**Tareas por realizar**
1 - Enumere los títulos de los apartados numerados que contiene el texto sobre la primacía de Pedro, junto con su número.
2 - En el texto sobre la primacía de Pedro, ¿a quiénes reprendía San Optato de Milevo?
3 - Prosiga el texto sobre la primacía de Pedro a partir de su última línea.

**Texto extraído**
++++++

De aquí también esta sentencia del mismo
San Cipriano, según la que la herejía y el cisma se producen y nacen,
del hecho de negar al poder supremo la obediencia que le es debida: «La
única fuente de donde han surgido las herejías y de donde han nacido
los cismas, es que no se obedece al Pontífice de Dios, ni se quiere
reconocer en la Iglesia un solo Pontífice y un solo juez que ocupa el
lugar de Cristo» [70].
55. Toda autoridad debe estar unida a Pedro.
Nadie, pues, puede tener parte en la
autoridad, si no está unido a Pedro, pues sería absurdo pretender que
un hombre excluido de la Iglesia, tuviese autorídad en la Iglesia.
Fundándose en esto San Optato de Milevo, reprendía así a los donatistas: «Contra
las puertas del infierno, como la leemos en el Evangelio, ha recibido
las llaves de salud Pedro, es decir, nuestro jefe, a quien Jesucristo
ha dicho: “Te daré las llaves del reino de los cielos, y las puertas del infierno triunfarán jamás de
ellas”. ¿Cómo, pues, tratáis de atribuiros las llaves del reino de los
cielos, vosotros que combatís la cátedra de Pedro?» [71].
56. No basta una primacía de honor.
Pero el orden de los Obispos no puede ser
mirado como verdaderamente unido a Pedro, de la manera que Cristo lo
ha querido, sino en cuanto está sometido y obedece a Pedro; sin esto,
se dispersa necesariamente en una multitud en la que reinan la confusión
y el desorden. Para conservar la unidad de fe y comunión, no bastan
ni una primacía de honor ni un poder de orientación; es necesaria una
autoridad verdadera y al mismo tiempo soberana, a la que debe
obedecer toda la comunidad. ¿Qué ha querido, en efecto, el Hijo de
Dios cuando ha prometido las llaves del reino de los cielos sólo a
Pedro? Que las llaves signifiquen aquí el poer supremo; el uso bíblico y
el consentimiento unánime de los Padres no permiten dudarlo. Y no se
pueden interpretar de otro modo los poderes que han sido conferidos
sea a Pedro separadamente o ya a los demás Apóstoles conjuntamente con
Pedro. Si la facultad de atar y desatar, de apacentar el rebaño, da
a los Obispos, sucesores de los Apóstoles, el derecho de gobernar con
autoridad propia al pueblo confiado a cada uno de ellos, seguramente
esta misma facultad debe producir idéntico efecto en aquel a quien ha
sido designado por Dios mismo el papel de apacentar los corderos y las ovejas. «Pedro no ha sido sólo
instituido Pastor por Cristo, sino Pastor de los pastores. Pedro,
pues, apacienta a los corderos y apacienta a las ovejas; apacienta a los
pequeñuelos y a sus madres, gobierna a los súbditos y también a los
Prelados, pues en la Iglesia fuera de los corderos y de las ovejas, no hay nada» [72].
57. Nombres expresivos de San Bernardo.

++++++

**Datos almacenados**
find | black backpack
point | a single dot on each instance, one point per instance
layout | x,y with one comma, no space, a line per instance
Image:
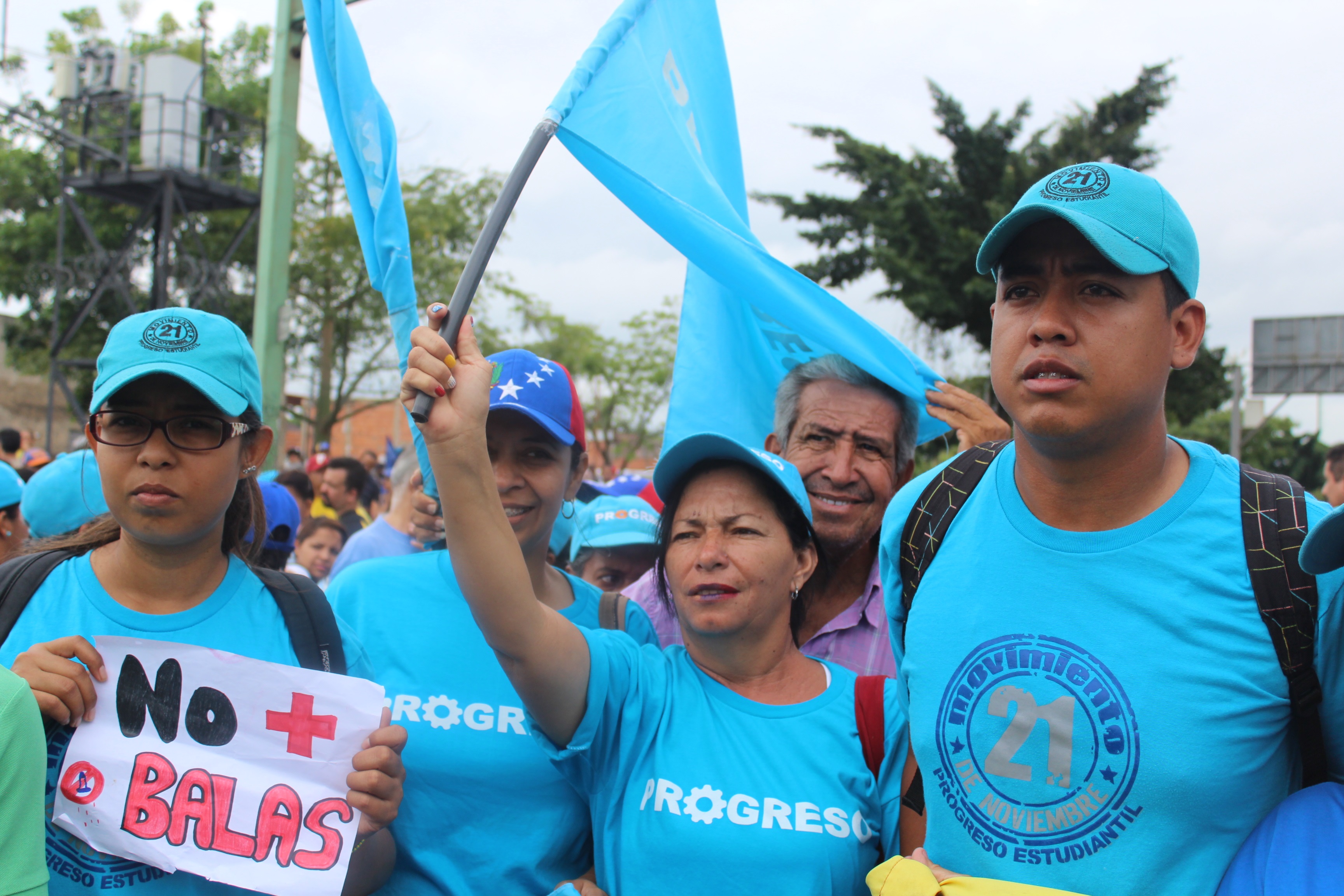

++++++

**Resultados esperados**
1 -
55. Toda autoridad debe estar unida a Pedro.
56. No basta una primacía de honor.
57. Nombres expresivos de San Bernardo.

2 - A los donatistas.

3 -
De aquí nacen entre los antiguos Padres
estas expresiones que designan en especial al bienaventurado Pedro, y
que le muestran evidentemente colocado en un grado supremo de la
dignidad y del poder. Le llaman con frecuencia jefe de la Asamblea
de los discípulos, príncipe de los santos Apóstoles, o corifeo del
coro apostólico, boca de todos los Apóstoles, jefe de esta familia;
aquel que manda al mundo entero, el primero entre los Apóstoles,
columna de la Iglesia.
La conclusión de todo lo que precede parece hallarse en estas palabras de San Bernardo al Papa Eugenio: «¿Quién
sois Vos? Sois el gran Sacerdote, el Príncipe soberano. Sois el
príncipe de los Obispos, el heredero de los Apóstoles. Sois aquel a
quien las llaves han sido dadas, a quien las ovejas han sido
confiadas. Otros, además de Vos, son también porteros del cielo y
pastores de rebaños, pero ese doble título es en Vos tanto más
glorioso cuanto que lo habéis recibido como herencia en un sentido más
particular que todos los demás. Estos tienen sus rebaños que les han
sido asignados a cada uno en particular, pero a Vos han sido
confiados todos los rebaños, Vos únicamente tenéis un solo rebaño
formado no solamente por las ovejas, sino también por los pastores,
sois el único pastor de todos. Me preguntáis cómo lo pruebo. Por la
palabra del Señor. ¿A quién, en efecto, no digo entre los Obispos,
sino entre los Apóstoles, han sido confiadas absoluta e
indistintamente todas las ovejas? Si tú me amas, Pedro,
apacienta mis ovejas. ¿Cuáles? ¿Los pueblos de tal o cual ciudad, de
tal o cual comarca, de tal reino? Mis ovejas, dice. ¿Quién no ve que
no se designa a una o algunas, sino que todas se confían a Pedro?
Ninguna distinción, ninguna excepción» [73].
58. Poder sobre el colegio de los Obispos.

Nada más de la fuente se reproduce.